→ **Instructions to follow**
Return every line from the records below that has the word "outline".

→ **Provided data**
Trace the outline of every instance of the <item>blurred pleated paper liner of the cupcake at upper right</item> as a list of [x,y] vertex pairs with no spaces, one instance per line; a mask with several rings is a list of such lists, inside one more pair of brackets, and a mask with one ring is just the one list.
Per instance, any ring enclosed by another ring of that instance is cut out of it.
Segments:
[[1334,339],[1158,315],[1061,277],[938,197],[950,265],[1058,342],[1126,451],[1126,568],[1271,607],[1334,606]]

==

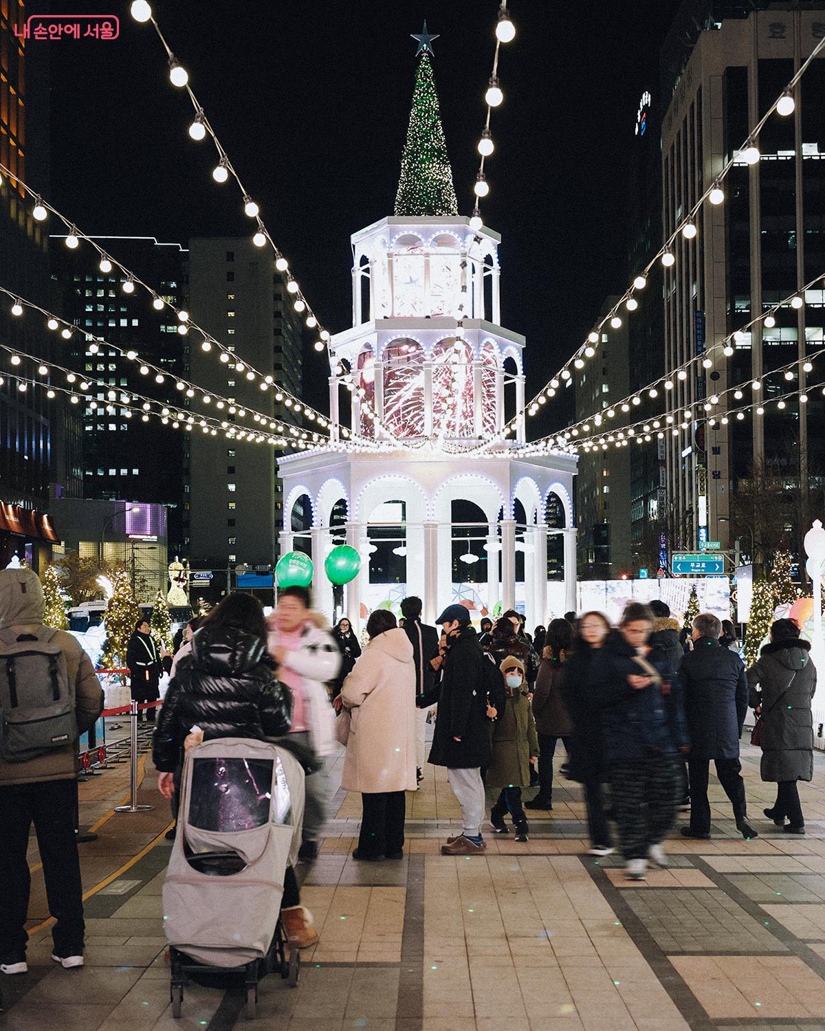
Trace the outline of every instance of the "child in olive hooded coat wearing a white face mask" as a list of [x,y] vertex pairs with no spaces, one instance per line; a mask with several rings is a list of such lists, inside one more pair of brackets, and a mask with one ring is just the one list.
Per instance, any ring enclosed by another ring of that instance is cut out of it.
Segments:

→ **Answer to this exercise**
Trace the outline of every instance of the <item>blurred pleated paper liner of the cupcake at upper right</item> as a list of [x,y] vertex pairs with no spaces, one instance per line; a mask with several rings is a list of such lists, inside one more pair of brackets, and a mask with one ring is just the one list.
Trace the outline of every instance of the "child in olive hooded coat wearing a white face mask" as a list of [x,y] vertex pairs with no spaces, one instance per line; a mask with several rings is a list of such lists, inside one more pair of brackets, and a mask with one ring is just the one list.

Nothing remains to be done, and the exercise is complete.